__Problem details__
Extract every line in the entries below that contains the word "rocky".

__Entries shown__
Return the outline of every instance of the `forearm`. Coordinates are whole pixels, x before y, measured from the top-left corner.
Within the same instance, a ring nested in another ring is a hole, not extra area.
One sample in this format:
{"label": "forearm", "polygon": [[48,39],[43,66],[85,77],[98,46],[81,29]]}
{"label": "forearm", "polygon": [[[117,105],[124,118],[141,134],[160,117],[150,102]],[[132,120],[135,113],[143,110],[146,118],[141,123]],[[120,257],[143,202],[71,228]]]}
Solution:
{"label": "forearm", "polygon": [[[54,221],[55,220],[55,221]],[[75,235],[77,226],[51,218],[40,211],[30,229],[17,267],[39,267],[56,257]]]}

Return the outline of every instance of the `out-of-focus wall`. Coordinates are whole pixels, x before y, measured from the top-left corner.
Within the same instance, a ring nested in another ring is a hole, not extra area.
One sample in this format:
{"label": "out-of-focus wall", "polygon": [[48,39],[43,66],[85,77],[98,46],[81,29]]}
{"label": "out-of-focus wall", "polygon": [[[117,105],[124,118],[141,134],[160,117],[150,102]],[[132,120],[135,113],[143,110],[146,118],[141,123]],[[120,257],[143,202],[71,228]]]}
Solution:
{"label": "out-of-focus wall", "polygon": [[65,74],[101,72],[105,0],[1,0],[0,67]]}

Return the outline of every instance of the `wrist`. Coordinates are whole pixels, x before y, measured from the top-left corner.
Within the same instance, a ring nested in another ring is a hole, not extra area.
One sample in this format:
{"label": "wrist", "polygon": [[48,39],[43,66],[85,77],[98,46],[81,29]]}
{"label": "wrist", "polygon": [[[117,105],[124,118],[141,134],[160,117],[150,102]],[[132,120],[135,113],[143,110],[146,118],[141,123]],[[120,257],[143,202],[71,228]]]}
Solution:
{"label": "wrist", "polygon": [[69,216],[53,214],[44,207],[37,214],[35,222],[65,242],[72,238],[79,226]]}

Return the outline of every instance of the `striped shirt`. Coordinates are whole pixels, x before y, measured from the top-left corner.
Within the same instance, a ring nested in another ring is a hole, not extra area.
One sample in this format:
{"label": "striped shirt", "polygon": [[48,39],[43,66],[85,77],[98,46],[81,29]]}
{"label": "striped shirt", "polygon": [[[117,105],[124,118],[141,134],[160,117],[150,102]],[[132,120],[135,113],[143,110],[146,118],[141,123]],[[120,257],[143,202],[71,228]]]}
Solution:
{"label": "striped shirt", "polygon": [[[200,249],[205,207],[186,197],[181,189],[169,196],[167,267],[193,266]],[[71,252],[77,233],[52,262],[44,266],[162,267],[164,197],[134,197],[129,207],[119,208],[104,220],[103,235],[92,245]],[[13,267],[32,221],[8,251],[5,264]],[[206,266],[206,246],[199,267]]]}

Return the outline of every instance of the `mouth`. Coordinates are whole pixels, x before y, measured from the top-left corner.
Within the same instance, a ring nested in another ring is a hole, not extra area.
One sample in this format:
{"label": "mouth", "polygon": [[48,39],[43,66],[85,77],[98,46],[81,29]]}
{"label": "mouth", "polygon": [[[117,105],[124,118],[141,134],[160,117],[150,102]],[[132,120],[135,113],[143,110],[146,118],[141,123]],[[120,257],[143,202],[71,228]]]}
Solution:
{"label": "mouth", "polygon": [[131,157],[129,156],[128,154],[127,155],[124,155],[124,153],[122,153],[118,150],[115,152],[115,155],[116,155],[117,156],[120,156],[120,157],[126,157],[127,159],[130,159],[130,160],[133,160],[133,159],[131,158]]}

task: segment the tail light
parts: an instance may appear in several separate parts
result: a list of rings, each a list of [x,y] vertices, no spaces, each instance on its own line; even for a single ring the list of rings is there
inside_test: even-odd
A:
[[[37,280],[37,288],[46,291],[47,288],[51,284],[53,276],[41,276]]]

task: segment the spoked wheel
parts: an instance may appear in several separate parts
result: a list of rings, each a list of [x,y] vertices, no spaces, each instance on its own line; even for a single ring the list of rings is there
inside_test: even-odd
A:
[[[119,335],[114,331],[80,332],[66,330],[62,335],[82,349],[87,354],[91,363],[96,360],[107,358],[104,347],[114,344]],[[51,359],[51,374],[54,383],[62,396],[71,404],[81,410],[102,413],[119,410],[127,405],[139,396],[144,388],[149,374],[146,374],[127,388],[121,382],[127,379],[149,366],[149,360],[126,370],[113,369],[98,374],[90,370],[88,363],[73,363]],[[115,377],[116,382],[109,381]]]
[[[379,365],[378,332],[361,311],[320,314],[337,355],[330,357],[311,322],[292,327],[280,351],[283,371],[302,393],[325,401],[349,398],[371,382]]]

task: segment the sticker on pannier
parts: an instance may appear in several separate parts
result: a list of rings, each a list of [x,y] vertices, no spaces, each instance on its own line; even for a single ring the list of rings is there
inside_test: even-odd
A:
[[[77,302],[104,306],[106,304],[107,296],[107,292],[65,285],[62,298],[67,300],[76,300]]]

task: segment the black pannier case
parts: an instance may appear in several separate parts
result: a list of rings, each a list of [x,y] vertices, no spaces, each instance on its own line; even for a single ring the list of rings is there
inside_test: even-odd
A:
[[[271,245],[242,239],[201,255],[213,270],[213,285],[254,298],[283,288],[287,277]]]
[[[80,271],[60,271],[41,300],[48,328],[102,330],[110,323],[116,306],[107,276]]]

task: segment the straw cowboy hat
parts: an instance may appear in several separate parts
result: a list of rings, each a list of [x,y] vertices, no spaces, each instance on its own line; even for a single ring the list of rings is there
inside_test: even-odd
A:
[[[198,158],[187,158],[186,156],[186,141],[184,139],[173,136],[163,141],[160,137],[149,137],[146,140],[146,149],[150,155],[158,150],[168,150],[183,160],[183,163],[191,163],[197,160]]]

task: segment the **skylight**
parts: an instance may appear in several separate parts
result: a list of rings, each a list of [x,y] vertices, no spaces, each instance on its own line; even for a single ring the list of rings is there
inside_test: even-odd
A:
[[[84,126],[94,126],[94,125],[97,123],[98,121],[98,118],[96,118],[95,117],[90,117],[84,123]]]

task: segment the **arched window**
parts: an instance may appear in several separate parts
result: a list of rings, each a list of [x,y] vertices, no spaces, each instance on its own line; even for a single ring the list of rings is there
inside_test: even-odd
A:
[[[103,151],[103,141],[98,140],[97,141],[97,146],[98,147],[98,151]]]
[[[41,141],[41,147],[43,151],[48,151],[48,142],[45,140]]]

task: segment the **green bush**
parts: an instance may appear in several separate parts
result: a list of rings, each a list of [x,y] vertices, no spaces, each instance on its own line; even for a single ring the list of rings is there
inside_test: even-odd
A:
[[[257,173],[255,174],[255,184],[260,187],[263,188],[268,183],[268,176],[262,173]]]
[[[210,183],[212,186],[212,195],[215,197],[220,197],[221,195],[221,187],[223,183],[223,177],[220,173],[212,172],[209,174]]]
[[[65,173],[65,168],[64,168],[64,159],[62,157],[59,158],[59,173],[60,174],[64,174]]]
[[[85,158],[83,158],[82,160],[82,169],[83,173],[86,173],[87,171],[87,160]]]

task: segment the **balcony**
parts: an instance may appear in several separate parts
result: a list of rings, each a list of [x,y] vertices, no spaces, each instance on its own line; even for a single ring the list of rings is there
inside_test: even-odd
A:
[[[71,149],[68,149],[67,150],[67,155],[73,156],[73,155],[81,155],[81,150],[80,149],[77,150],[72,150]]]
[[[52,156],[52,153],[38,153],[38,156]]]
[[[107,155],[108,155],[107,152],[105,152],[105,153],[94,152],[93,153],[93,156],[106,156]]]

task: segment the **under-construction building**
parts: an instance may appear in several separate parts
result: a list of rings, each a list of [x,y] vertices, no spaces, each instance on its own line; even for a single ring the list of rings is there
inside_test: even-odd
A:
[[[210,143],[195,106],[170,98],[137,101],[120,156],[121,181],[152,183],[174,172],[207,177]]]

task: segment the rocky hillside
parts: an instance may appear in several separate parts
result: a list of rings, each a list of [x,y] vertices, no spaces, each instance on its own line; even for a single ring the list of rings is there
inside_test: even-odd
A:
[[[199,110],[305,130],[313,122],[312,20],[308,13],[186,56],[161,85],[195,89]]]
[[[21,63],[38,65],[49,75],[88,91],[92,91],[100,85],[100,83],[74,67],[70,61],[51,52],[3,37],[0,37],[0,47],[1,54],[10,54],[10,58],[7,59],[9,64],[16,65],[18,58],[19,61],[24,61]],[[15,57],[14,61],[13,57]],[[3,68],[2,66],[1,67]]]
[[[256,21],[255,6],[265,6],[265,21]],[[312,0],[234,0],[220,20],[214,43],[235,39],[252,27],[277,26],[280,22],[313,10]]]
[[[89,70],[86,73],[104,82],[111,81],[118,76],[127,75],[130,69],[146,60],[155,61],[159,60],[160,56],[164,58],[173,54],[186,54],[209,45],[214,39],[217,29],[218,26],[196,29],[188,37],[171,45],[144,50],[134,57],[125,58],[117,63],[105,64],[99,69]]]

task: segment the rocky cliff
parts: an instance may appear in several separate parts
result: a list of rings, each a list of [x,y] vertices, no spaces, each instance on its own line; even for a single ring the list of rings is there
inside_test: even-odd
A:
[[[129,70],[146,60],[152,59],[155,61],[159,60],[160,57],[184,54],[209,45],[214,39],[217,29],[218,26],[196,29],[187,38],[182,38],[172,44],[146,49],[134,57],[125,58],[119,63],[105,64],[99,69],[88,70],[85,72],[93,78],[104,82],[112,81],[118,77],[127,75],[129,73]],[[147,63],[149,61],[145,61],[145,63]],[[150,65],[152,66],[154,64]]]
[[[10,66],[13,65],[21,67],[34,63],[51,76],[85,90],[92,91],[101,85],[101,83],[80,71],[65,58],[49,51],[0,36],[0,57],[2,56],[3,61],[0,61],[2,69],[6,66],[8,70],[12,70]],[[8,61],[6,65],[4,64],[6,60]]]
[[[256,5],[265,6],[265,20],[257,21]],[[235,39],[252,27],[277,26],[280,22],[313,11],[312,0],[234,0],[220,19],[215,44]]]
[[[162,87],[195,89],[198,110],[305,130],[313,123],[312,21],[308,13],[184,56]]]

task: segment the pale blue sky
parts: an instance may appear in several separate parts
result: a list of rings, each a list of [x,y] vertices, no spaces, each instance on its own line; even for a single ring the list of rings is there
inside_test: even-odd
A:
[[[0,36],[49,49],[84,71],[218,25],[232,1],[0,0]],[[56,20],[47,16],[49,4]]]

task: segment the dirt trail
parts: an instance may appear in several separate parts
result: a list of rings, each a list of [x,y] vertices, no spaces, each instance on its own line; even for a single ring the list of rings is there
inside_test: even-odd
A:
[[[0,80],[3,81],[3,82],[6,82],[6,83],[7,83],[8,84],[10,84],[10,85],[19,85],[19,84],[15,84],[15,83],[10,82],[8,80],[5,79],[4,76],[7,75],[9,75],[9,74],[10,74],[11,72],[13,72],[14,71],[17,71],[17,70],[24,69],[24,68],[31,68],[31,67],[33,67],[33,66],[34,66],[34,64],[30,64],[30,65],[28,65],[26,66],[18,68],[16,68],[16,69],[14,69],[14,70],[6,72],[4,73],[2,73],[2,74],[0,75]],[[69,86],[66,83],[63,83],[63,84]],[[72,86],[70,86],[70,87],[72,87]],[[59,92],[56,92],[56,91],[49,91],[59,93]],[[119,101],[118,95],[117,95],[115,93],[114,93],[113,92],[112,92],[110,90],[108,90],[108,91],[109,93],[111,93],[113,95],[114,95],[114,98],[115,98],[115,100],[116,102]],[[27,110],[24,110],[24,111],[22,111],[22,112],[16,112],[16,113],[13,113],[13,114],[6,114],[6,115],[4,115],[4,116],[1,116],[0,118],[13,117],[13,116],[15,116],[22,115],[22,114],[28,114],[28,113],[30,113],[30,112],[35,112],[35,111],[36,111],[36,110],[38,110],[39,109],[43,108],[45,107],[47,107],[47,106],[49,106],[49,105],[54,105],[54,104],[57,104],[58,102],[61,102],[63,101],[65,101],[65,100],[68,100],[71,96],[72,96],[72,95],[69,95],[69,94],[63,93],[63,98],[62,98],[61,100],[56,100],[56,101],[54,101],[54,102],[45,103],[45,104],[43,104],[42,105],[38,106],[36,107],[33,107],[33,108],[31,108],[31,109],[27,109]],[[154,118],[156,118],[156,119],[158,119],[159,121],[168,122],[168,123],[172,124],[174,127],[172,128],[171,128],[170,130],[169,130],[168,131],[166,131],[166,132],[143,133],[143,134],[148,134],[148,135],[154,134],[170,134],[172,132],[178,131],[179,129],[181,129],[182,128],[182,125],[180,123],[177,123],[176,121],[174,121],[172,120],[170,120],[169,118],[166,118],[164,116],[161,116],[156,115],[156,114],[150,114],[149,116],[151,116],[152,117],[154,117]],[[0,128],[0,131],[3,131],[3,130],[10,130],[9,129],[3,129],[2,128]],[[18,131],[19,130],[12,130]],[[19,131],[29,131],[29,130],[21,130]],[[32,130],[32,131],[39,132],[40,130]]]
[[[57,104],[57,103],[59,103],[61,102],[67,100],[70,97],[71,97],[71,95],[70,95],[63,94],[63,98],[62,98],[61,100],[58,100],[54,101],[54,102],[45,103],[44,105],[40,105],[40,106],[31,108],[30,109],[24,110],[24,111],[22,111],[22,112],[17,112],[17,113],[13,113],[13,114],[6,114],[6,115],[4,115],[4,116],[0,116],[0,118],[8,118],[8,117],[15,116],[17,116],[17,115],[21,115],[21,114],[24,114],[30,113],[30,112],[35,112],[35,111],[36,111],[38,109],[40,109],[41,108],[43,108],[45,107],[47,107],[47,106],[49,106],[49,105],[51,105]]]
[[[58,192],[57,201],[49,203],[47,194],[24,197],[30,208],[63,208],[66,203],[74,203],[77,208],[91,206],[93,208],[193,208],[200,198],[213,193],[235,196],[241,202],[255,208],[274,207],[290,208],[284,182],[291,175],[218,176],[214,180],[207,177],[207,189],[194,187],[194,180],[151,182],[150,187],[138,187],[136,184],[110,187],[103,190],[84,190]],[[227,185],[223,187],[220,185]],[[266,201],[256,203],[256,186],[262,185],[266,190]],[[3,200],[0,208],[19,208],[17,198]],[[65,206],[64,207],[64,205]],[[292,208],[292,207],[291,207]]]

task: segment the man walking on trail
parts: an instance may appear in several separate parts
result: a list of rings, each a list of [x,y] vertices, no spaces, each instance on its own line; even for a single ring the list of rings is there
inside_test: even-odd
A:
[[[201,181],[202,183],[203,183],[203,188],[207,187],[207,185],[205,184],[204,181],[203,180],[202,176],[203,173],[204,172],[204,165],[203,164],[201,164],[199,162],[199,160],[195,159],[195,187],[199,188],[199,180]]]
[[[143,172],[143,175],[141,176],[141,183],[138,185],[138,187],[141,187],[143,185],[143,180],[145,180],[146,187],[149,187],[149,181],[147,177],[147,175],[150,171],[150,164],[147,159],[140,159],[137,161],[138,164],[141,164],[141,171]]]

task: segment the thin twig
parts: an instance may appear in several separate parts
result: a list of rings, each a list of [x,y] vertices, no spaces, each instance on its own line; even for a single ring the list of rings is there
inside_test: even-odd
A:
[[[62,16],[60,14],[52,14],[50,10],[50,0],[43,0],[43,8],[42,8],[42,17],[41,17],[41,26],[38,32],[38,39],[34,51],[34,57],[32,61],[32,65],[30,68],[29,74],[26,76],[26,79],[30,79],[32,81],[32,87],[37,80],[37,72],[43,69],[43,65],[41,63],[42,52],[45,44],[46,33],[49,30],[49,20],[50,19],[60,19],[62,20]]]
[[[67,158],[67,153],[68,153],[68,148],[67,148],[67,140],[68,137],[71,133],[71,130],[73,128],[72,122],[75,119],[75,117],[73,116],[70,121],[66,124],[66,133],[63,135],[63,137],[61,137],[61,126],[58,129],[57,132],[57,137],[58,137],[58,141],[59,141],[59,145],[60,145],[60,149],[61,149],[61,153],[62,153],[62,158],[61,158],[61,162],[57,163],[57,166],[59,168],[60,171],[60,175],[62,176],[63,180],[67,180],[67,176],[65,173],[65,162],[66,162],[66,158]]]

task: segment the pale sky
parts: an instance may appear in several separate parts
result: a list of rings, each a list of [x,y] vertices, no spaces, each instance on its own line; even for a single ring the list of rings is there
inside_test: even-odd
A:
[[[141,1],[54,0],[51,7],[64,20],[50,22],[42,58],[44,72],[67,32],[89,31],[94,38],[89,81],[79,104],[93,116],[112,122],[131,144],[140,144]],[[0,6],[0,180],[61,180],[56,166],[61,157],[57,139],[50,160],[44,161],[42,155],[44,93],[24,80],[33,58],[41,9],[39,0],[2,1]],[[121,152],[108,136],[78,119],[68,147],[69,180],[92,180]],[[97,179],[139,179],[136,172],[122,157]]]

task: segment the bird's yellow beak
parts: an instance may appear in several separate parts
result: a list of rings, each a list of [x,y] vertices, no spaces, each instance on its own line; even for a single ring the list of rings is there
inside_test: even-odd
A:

__Task solution__
task: segment the rocky hillside
task: segment the rocky cliff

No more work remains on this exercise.